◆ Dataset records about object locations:
☆ ☆ ☆ ☆ ☆

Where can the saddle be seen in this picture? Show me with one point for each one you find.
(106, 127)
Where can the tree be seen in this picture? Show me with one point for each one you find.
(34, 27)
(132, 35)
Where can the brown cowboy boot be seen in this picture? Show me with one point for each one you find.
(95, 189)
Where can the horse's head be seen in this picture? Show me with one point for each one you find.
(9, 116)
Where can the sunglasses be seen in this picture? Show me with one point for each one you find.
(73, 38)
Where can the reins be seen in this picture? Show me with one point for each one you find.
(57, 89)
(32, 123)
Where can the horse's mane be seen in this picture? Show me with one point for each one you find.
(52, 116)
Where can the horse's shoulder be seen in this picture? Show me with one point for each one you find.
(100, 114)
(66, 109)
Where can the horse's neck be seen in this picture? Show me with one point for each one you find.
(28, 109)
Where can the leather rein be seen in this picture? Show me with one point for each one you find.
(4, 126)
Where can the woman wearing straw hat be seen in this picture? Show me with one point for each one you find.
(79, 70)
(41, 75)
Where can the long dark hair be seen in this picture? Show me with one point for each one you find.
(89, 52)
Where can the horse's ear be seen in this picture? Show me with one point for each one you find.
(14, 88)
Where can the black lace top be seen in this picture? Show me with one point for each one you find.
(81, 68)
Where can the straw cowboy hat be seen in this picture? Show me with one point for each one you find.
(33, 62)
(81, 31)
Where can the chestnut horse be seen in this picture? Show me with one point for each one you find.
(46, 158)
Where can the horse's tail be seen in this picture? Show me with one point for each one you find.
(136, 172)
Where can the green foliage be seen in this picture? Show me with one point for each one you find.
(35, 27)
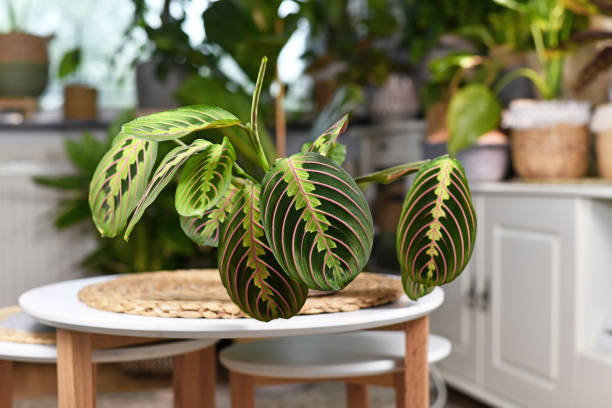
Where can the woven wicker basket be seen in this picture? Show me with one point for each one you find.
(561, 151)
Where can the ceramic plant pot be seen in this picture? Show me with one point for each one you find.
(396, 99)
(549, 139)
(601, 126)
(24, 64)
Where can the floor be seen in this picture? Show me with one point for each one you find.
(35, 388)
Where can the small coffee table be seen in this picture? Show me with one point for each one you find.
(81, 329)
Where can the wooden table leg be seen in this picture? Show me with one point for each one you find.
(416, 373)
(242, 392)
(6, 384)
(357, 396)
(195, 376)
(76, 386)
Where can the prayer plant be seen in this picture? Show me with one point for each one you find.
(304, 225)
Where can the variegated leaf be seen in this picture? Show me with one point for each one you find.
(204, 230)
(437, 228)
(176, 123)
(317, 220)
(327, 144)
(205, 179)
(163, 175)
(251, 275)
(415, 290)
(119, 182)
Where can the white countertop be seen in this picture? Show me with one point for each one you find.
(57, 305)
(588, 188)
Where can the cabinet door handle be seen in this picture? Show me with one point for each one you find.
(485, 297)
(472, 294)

☆ ☆ ☆ ☆ ☆

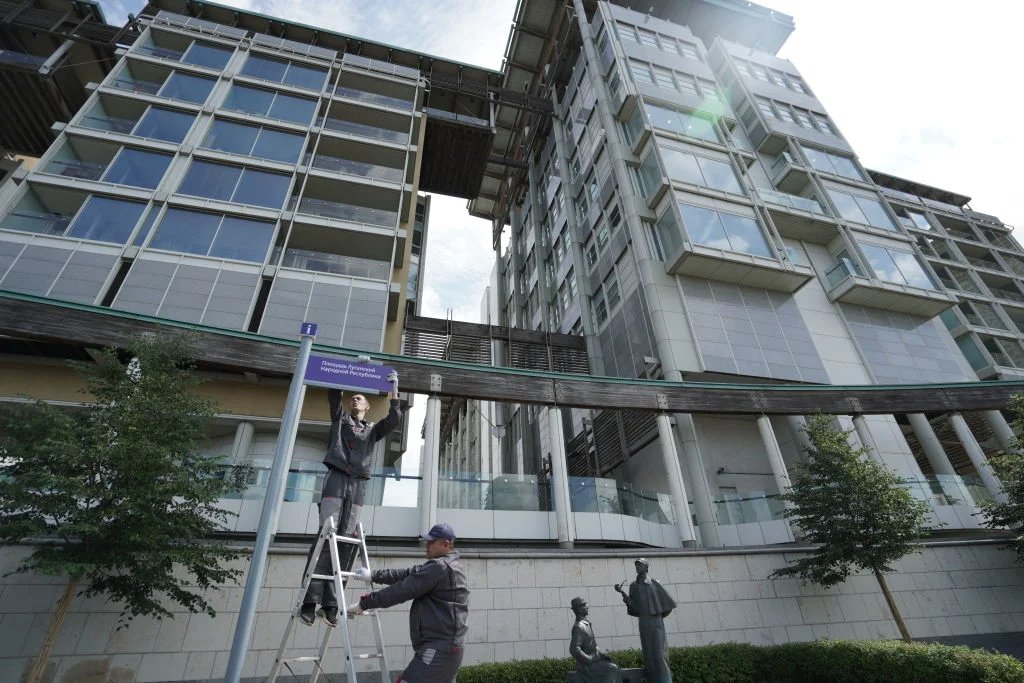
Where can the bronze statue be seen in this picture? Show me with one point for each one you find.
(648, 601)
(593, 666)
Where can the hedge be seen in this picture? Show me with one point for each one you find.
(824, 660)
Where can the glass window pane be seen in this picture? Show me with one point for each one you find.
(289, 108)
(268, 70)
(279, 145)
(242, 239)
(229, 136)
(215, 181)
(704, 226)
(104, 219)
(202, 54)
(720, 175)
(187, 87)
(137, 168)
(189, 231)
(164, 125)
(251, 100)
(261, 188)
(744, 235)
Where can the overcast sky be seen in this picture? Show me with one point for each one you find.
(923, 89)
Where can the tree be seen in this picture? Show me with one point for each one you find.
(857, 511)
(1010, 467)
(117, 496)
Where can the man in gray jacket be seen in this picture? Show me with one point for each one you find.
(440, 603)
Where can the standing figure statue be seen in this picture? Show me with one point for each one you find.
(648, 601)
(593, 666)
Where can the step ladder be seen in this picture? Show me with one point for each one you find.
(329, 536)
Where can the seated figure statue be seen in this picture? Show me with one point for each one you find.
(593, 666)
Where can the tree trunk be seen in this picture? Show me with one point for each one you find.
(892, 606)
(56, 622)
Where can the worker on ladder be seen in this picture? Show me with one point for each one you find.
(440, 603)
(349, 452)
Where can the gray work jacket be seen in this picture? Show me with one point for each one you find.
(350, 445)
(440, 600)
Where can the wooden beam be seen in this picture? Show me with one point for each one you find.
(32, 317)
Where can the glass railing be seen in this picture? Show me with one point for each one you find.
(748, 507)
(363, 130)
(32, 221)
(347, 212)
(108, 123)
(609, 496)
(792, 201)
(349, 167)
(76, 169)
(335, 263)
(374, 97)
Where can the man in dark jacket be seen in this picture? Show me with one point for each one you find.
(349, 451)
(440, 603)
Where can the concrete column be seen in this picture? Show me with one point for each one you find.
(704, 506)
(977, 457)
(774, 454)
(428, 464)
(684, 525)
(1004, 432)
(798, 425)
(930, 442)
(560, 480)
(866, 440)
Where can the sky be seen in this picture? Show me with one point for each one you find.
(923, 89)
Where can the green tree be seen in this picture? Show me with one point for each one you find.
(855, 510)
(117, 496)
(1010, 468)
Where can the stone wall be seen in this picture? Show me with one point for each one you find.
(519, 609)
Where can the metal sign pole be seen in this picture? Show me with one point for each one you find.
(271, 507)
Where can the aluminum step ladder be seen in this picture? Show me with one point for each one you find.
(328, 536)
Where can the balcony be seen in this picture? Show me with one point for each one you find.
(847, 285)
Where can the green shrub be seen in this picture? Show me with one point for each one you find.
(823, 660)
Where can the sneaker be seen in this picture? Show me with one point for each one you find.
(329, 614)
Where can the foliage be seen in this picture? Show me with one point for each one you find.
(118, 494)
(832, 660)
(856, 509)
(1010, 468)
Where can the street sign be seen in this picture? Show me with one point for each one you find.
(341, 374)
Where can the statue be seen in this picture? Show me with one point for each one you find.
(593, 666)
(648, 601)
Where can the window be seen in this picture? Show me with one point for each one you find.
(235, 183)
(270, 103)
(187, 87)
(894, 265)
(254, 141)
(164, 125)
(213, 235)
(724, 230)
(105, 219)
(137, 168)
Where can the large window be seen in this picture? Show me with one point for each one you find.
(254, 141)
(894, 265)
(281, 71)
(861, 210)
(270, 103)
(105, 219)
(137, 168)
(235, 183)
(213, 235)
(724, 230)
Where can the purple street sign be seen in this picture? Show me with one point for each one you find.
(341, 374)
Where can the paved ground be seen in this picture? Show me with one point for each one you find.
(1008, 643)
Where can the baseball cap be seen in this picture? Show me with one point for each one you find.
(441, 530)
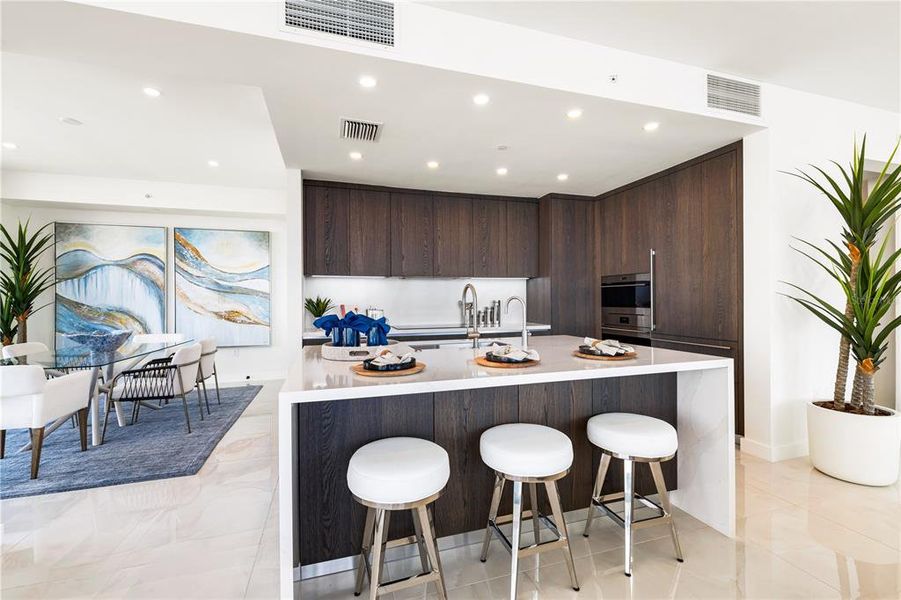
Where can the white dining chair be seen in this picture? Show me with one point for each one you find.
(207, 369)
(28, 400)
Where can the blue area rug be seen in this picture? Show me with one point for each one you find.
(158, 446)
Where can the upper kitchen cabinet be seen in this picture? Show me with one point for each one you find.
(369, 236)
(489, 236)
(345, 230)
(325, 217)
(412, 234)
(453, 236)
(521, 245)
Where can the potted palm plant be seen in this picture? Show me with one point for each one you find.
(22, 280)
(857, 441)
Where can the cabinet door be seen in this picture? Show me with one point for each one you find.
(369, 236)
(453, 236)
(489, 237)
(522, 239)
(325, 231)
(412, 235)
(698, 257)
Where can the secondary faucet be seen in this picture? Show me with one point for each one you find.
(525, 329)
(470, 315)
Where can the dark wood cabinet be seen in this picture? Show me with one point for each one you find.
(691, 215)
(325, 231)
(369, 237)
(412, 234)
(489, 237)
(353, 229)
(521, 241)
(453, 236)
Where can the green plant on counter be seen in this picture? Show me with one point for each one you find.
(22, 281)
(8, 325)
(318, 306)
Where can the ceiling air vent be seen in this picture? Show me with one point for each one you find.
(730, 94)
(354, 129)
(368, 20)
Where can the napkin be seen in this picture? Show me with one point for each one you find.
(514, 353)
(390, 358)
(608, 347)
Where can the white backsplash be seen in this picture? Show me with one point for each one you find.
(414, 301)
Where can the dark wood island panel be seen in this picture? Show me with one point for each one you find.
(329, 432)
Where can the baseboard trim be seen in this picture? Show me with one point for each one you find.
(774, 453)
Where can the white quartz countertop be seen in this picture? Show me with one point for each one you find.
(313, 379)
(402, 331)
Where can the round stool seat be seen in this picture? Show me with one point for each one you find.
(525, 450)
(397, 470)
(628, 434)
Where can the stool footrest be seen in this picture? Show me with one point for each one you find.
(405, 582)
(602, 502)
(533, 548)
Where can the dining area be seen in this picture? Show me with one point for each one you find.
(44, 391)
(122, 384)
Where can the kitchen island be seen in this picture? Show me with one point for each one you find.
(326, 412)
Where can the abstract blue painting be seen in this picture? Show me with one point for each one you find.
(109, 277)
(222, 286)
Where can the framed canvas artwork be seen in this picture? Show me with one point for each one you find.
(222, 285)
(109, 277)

☆ ☆ ☆ ☆ ☆

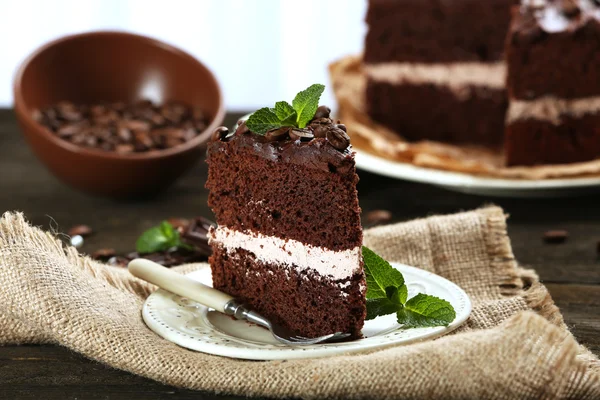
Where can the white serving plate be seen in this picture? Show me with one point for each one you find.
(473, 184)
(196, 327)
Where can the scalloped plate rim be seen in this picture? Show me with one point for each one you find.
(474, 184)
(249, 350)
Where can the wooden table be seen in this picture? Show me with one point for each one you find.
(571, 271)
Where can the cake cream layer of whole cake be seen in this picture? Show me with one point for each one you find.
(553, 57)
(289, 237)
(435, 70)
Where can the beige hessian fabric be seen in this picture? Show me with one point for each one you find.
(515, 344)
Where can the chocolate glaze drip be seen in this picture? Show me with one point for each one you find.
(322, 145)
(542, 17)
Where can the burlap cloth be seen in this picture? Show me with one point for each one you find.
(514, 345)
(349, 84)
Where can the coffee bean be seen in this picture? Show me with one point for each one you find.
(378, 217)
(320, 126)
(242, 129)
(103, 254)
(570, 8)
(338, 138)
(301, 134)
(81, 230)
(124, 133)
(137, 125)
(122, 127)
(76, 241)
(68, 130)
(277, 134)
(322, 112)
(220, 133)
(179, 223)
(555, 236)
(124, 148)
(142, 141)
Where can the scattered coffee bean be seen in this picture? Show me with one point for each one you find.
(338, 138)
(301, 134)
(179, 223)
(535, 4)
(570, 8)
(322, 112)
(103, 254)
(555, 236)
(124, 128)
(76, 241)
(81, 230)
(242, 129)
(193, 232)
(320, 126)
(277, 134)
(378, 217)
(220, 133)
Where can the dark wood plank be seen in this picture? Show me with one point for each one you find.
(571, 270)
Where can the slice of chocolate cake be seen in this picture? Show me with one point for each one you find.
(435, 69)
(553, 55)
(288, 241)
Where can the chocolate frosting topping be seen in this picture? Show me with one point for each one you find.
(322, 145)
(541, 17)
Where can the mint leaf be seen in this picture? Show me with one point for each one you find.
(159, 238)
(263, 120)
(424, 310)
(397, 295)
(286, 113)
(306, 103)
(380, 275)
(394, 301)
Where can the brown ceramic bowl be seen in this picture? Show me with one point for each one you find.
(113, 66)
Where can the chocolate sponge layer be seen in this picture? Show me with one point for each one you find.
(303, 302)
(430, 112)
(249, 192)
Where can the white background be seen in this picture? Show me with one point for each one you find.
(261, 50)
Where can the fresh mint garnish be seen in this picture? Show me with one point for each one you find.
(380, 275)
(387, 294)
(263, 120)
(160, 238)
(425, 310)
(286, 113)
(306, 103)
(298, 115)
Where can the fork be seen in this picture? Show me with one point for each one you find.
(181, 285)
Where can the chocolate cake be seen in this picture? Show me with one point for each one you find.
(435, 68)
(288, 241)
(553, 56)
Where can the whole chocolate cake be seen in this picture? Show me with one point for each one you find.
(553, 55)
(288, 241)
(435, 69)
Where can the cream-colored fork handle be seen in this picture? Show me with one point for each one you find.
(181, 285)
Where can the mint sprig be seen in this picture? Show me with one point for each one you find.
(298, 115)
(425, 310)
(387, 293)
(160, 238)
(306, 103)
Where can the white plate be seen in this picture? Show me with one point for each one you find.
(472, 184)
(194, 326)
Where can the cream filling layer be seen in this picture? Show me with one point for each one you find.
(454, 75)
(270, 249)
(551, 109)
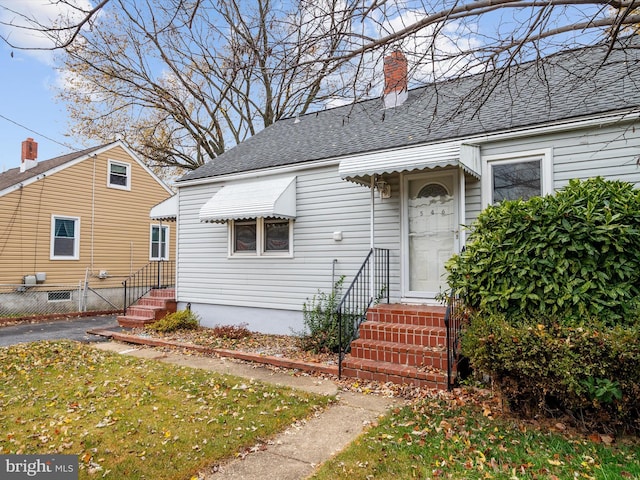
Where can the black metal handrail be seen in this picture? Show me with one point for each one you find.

☆ ☆ ☆ ☆ ☆

◆ WHAT IS EXPECTED: Return every line of the records that contains the word "ladder", matching case exactly.

◆ SOLUTION FOR THIS TASK:
Where can the step ladder be seen in this picture? Show me with one point for each one you find.
Where can the worker on ladder be seen in this picture? Show me with one point for each one you find.
Where can the aluminum step ladder be seen in this picture? Show me with one point for each one you find.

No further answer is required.